Lou changes when Ruben comes back. For the worse. It is as though a thick layer of dark clouds have descended upon her life and smothered the flame of her gleeful happiness. And ever so slowly Lou slips back to being her old self: traumatized, sheepish, introverted. However, this time Ruben notices it. Having spent so much time away, learning to cope with his new reality and fighting against it with every fibre of his being he witnesses this change, most profoundly when he sees Lou scratch at her scars, probably the first time since they parted ways. Only then does he realize – and the viewer together with him – that he is the problem. He is the drug in this story of addiction. He is the demon clouding Lou’s reality. He is the cancer eating away at her lifeforce. And thus, the axis of symmetry between Sound of Metal and other works Derek Cianfrance had authored in the past is drawn. This revelation doesn’t really draw attention to itself. Far from it. It’s quite easy to miss it because all throughout the duration of the film the viewer is conditioned to see Ruben as the protagonist of this story and one to identify with. After all, he loses his hearing. He checks himself into a rehab. He overcomes insurmountable odds to give himself the best shot at returning to what he thinks is the natural course of life. And it is Ruben we get to accompany as he struggles to understand why this is not meant to be and that the changes to his life are now permanent.
But this exceedingly interesting facet of the film is not about him. When looked at from Lou’s perspective, Sound of Metal is a story of liberation from a cancerous relationship tethering her to the past. Again, like Blue Valentine and essentially everything else Derek Cianfrance ever worked on, Sound of Metal is a film about two people realizing they are not meant to be together, but this one is told from the perspective of someone who – perhaps completely unwittingly – slid into the role of the emotional parasite leeching at his partner. Therefore, the ending to the film is two-fold. The act of Ruben removing his cochlear implants indicates he is ready to stop fighting the disability and embraces the serenity of silence as well as it hints at his understanding, he is the problem. He leaves Lou alone and goes about his own life because this is the best course of action for both. He needs to figure out how to navigate the world without sound and appreciate the challenges ahead while also understanding he has been a destructive force in the life of someone he loved so dearly. They can’t be together.
I find this frankly fascinating that the ending to Sound of Metal is so close in spirit, tone and narrative melody to that of Blue Valentine even though Derek Cianfrance had very little to do with the project after Marder took over. Perhaps the two filmmakers are thematically simpatico, and this is enough for me as a viewer to notice this plane of symmetry, but something tells me this is a bona fide remnant of Cianfrance’s artistic interests that was deeply embedded in the film’s narrative core. It’s a fascinating case of two artists essentially exploring the same landscape of themes: one loosely appraising the terrain from above and the other walking across it and appreciating its texture in a more tactile manner.

Problem description> Name each person or film character mentioned by name in the passage about Sound of Metal.

Dataset content>
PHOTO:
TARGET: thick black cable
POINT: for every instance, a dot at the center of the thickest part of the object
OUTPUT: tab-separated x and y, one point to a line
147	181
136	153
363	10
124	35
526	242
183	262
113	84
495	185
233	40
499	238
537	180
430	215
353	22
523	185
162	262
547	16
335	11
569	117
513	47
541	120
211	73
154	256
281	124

Response for this exercise>
Lou
Ruben
Derek Cianfrance
Marder